### Stated task
Reproduce every row below word for word, keeping their order unchanged.

### Coordinate annotation entries
======

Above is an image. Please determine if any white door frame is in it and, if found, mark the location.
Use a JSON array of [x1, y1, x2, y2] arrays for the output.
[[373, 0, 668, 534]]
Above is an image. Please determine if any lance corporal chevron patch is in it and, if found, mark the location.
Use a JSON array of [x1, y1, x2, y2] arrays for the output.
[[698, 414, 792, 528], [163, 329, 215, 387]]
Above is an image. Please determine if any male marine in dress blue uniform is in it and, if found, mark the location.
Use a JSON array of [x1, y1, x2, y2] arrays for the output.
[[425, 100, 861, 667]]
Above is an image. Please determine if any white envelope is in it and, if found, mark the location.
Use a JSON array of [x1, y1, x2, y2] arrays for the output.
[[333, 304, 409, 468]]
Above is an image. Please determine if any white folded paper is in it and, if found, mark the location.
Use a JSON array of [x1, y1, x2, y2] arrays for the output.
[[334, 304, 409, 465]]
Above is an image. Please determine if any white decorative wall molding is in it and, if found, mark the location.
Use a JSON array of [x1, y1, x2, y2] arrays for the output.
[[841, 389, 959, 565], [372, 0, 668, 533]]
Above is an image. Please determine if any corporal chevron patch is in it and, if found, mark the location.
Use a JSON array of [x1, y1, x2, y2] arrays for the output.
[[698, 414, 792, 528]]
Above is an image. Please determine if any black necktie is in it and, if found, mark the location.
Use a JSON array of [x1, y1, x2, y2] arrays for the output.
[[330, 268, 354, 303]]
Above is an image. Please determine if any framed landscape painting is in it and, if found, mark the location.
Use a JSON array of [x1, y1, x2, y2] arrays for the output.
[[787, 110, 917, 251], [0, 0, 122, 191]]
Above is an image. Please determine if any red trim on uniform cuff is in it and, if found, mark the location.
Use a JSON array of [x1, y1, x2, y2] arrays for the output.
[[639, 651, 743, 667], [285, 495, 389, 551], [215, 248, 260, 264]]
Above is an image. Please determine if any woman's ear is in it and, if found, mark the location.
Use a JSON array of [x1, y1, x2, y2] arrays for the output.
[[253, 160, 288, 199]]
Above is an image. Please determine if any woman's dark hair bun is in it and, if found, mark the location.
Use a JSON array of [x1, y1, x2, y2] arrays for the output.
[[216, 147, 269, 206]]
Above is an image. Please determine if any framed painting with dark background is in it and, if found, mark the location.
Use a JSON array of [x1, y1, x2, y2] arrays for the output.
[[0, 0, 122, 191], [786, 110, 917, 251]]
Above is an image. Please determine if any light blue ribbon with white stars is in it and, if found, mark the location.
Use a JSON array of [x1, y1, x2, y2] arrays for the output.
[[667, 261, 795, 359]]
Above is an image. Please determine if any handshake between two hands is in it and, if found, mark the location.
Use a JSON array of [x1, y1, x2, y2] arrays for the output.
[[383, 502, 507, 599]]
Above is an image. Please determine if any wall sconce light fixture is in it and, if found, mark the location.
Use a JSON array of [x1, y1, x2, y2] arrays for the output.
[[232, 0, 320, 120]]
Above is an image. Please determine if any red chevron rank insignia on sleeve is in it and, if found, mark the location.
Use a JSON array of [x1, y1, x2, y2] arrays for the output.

======

### Result of the task
Above is an image. Please determine if any white door frame is in it and, if found, mark the location.
Use a JSON array of [x1, y1, x2, y2] arrays for the output.
[[373, 0, 668, 534]]
Above is an image. Please determine if any lance corporal chevron patch is in it and, if found, mark the location.
Use a JSON array of [x1, y1, x2, y2] arrays for the output.
[[698, 414, 792, 528], [163, 329, 215, 387]]
Above is an image. Please determine if any male marine in dress blue uniform is in it and, if found, mark the location.
Use a JSON array of [x1, y1, x2, y2] arrays for the output.
[[425, 100, 861, 667]]
Above is an image. Please determine if any white envelope is in it and, if found, mark the location.
Use a JSON array of [x1, y1, x2, y2] arrays for the output.
[[333, 304, 409, 468]]
Above is an image. Please determine if any white folded paper is in it and, if found, mark the location.
Use a JSON array of [x1, y1, x2, y2] arrays for the output.
[[334, 304, 409, 465]]
Above is an image. Please determine if any white decorative wall molding is in it and, if found, mark the location.
Use a JSON array of [x1, y1, x2, y2] arrays for the output.
[[841, 389, 959, 565], [372, 0, 668, 533]]
Above is an image. Please determine if any corporal chevron patch is in it and, if found, mark the location.
Use a JSON array of [x1, y1, x2, y2] arrays for the output.
[[698, 414, 792, 528]]
Above is an image. Please determine if any black necktie is in it and, if found, mark the location.
Use a JSON array of [x1, y1, x2, y2] arrays for the output.
[[330, 268, 354, 303]]
Above is an image. Please determine if any framed landscape painting is in it and, if found, mark the location.
Use a JSON array of [x1, y1, x2, y2] arrays for the output.
[[787, 110, 917, 251], [0, 0, 122, 191]]
Above is an image. Please determine if any red trim on uniform cuff is in it and, if found, mark the location.
Use a JSON array of [x1, y1, x2, y2] arrays for the output.
[[639, 651, 743, 667], [285, 495, 389, 551], [215, 248, 260, 264]]
Above is an image. Please determine if any woman's ear is in it and, if found, mark the location.
Use a JSON array of [x1, y1, x2, y2] arrays for the output.
[[253, 160, 288, 199]]
Above is an image. Please determine if any woman's dark hair bun is in it and, if found, mark the location.
Use a JSON array of [x1, y1, x2, y2] arrays for the output.
[[216, 147, 269, 206]]
Above is an image. Please determine if any framed painting with dark background is in it and, if found, mark the location.
Use a JSON array of [x1, y1, x2, y2] arrays for the output.
[[0, 0, 122, 191], [786, 110, 917, 251]]
Above is an image. Please determine if any light blue ribbon with white stars is in it and, if found, mark the location.
Use a JSON array of [x1, y1, x2, y2] arrays for the output.
[[667, 261, 795, 359]]
Above is an image. Please determine if any handshake between two hands is in it and, if found, mark the location.
Use a JSON array of [x1, y1, x2, y2] arrays for the output.
[[383, 502, 507, 599]]
Above is an image. Please determine if any wall sconce light fixture is in it and, if found, mark the location.
Use a JSON array of [x1, y1, x2, y2] arrays for the output.
[[232, 0, 320, 120]]
Above is an image. Please determine if any red chevron rank insignia on sleeve is in it and, if found, mark the location.
Use a JSON array of [x1, y1, x2, y2] arrays for the output.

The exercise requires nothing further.